Work instruction: Please filter the data down to the lines that include the word "below" and copy them.

(Supplied data Opens)

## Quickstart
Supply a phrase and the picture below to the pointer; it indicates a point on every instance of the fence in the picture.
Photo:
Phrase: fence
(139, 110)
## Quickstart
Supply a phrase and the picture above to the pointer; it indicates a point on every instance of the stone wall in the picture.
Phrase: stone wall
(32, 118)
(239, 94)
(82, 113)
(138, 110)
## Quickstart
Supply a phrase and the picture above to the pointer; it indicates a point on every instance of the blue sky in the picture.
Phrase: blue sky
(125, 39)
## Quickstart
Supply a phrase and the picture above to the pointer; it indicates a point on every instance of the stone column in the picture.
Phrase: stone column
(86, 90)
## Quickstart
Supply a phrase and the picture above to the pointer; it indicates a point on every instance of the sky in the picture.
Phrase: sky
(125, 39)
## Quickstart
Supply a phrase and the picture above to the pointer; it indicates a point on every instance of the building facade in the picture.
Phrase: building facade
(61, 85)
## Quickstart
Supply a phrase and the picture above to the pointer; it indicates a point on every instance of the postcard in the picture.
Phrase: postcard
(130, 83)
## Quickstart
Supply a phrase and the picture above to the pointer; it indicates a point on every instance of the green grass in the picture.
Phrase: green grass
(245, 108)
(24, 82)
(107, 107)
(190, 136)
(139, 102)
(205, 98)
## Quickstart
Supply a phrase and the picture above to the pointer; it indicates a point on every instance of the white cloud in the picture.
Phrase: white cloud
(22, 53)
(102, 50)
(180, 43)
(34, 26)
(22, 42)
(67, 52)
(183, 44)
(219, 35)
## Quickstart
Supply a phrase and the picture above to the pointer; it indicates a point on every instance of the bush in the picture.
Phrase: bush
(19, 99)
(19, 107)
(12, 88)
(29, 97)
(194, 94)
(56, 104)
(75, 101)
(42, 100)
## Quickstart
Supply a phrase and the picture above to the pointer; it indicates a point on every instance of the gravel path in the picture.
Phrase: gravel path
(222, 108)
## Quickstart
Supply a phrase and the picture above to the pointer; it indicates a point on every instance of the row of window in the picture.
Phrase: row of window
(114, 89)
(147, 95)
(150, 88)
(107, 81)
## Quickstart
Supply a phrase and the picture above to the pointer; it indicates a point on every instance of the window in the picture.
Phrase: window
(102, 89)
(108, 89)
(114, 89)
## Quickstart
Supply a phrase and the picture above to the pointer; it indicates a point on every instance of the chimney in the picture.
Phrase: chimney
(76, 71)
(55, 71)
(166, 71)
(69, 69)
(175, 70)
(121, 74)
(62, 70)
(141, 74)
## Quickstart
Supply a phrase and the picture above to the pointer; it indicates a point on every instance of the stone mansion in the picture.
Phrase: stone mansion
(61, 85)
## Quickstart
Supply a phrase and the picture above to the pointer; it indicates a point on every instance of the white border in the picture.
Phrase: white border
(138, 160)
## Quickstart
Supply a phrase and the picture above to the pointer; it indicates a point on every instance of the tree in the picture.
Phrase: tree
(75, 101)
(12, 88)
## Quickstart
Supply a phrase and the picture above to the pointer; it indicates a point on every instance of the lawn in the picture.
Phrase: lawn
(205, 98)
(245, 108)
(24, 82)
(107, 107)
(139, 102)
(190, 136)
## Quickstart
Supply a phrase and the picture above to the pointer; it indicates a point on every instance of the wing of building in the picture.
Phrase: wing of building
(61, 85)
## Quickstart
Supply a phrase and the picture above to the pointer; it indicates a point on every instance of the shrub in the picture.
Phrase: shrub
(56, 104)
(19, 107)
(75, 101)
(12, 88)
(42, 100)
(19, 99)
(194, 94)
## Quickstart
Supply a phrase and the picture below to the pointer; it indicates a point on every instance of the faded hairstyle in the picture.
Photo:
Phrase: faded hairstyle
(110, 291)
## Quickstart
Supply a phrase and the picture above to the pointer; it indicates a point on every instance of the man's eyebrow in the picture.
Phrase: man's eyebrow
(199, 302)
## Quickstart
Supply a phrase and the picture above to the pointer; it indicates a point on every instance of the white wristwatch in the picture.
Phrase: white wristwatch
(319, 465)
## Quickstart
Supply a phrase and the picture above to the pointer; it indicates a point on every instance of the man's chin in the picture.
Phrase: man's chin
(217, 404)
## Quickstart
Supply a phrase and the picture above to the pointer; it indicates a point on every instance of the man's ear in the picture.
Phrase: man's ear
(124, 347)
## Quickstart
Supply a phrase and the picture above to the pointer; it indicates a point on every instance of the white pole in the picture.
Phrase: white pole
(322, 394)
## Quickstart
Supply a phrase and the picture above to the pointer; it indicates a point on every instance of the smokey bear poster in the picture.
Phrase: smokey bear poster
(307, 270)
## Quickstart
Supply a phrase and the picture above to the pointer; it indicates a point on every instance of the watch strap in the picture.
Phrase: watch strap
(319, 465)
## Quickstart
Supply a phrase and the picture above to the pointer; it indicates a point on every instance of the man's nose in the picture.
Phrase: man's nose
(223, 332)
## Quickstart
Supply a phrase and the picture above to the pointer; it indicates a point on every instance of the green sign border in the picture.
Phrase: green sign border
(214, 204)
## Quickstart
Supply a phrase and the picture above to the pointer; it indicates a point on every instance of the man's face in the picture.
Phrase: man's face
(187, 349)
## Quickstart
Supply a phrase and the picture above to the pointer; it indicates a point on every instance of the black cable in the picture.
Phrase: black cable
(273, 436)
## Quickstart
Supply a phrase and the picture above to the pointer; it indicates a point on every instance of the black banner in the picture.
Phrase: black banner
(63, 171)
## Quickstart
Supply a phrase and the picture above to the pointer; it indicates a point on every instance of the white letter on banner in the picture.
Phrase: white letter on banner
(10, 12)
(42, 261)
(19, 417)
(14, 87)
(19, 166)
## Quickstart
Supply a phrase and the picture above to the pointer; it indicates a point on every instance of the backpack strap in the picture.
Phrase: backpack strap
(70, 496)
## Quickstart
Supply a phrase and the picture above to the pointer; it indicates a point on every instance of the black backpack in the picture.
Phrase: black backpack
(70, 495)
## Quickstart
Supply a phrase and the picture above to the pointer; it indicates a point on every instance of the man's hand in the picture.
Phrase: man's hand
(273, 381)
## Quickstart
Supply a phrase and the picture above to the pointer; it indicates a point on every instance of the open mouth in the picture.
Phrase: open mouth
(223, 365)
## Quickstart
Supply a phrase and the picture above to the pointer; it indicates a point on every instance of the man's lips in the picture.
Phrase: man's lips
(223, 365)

(Supplied data Closes)

Reply:
Supply a phrase and the picture below to the pointer; it indicates a point on every instance of the fence in the picture.
Supply a phrase and the picture below to the pointer; it indicates a point on every instance of the faded hairstyle in the picture.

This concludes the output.